## [SHORT PROBLEM A]
Pick out every line in the records that contains the word "white". Case counts.

_ _ _ _ _ _ _

Thanks for the report.

Can you please try with the development version of the package from GitHub and see if the issue is still observed?

I think this has been resolved already by @etiennebacher.

etiennebacher commented 2 years ago

I think this has been resolved already by @etiennebacher.

Nope, I can reproduce. The problem actually comes from report_model:

library(report)
library(rstanarm)
#> Loading required package: Rcpp
#> This is rstanarm version 2.21.3
#> - See https://mc-stan.org/rstanarm/articles/priors for changes to default priors!
#> - Default priors may change, so it's safest to specify priors, even if equivalent to the defaults.
#> - For execution on a local, multicore CPU with excess RAM we recommend calling
#>   options(mc.cores = parallel::detectCores())

model <- stan_glm(mpg ~ qsec + wt, data = mtcars, refresh = 0)

_ _ _ _ _ _ _

## [SHORT PROBLEM B]
Name each variable that appears in the model formula passed to stan_glm in the thread.

_ _ _ _ _ _ _

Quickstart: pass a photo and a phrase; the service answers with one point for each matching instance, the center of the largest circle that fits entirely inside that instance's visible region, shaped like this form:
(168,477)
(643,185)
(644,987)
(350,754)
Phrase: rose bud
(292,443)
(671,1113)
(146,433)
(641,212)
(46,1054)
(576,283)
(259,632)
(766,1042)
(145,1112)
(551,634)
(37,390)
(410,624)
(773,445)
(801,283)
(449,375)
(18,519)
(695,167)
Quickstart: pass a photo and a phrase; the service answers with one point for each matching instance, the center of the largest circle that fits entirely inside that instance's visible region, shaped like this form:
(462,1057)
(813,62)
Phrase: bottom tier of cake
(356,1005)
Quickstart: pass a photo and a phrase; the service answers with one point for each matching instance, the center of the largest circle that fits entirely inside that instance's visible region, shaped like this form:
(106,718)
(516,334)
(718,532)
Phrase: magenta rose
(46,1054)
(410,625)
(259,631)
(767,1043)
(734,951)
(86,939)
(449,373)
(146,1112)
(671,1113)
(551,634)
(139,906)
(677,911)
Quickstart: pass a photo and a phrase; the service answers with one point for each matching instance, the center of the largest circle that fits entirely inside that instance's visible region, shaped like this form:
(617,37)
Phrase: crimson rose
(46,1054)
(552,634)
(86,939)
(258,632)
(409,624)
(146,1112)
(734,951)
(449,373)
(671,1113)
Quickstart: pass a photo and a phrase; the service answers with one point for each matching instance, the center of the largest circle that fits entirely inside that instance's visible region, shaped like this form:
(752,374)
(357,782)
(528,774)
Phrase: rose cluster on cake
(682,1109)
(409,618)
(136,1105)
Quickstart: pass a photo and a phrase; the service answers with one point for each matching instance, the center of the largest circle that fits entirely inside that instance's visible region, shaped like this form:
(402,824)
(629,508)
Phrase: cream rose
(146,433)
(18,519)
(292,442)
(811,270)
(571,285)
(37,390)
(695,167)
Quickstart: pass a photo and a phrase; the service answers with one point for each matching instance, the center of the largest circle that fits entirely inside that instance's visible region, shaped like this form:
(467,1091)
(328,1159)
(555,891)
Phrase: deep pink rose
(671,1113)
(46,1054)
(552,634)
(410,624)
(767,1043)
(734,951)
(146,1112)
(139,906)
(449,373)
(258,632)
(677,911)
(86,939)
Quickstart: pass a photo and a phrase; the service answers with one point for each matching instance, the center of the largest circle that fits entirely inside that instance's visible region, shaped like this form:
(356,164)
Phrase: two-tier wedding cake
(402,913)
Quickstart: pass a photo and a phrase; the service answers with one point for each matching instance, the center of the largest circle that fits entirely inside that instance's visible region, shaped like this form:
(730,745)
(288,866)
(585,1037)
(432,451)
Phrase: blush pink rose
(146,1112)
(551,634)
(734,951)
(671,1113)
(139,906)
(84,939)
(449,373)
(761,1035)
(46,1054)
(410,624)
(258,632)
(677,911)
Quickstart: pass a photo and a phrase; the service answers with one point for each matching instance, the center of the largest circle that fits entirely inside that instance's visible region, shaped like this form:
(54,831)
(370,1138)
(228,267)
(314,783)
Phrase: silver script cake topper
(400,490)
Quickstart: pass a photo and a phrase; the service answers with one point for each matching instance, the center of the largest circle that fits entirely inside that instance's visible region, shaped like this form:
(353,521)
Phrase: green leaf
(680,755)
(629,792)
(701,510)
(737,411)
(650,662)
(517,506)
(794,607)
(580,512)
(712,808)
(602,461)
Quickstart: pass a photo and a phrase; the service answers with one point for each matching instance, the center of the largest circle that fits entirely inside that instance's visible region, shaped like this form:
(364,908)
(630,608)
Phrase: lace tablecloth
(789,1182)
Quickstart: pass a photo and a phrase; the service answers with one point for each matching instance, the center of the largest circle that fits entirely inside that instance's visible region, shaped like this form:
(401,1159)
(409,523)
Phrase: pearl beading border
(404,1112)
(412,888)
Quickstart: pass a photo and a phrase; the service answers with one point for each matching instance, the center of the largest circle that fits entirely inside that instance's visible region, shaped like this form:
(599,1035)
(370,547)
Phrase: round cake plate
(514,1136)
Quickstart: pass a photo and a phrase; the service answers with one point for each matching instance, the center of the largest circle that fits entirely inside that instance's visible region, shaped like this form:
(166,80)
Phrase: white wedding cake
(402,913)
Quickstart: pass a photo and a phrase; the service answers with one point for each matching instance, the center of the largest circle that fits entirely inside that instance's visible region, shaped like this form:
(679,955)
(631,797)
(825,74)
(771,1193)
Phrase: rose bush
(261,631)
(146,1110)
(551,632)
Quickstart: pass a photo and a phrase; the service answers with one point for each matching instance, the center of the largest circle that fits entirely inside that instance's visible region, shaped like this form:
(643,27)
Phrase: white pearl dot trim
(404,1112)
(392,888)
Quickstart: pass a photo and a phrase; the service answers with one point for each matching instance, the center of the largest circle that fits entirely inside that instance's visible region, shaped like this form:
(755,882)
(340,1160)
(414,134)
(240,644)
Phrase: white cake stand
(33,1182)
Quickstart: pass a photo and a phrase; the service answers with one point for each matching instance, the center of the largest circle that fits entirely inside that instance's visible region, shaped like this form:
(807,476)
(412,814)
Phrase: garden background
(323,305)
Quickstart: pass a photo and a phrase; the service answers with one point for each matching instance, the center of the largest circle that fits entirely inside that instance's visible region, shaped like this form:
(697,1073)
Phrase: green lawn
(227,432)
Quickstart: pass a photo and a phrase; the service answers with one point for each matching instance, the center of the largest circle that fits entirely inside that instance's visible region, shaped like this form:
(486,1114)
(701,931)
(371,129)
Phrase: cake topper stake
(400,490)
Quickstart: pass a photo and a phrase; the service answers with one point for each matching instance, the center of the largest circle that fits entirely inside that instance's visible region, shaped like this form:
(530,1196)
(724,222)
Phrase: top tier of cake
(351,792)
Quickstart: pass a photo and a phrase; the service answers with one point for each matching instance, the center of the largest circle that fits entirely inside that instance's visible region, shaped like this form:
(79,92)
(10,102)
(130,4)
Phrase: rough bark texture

_ _ _ _ _ _ _

## [WORKED SOLUTION A]
Phrase: white wedding cake
Phrase: white pearl dot trim
Phrase: white cake stand

## [WORKED SOLUTION B]
mpg, qsec, wt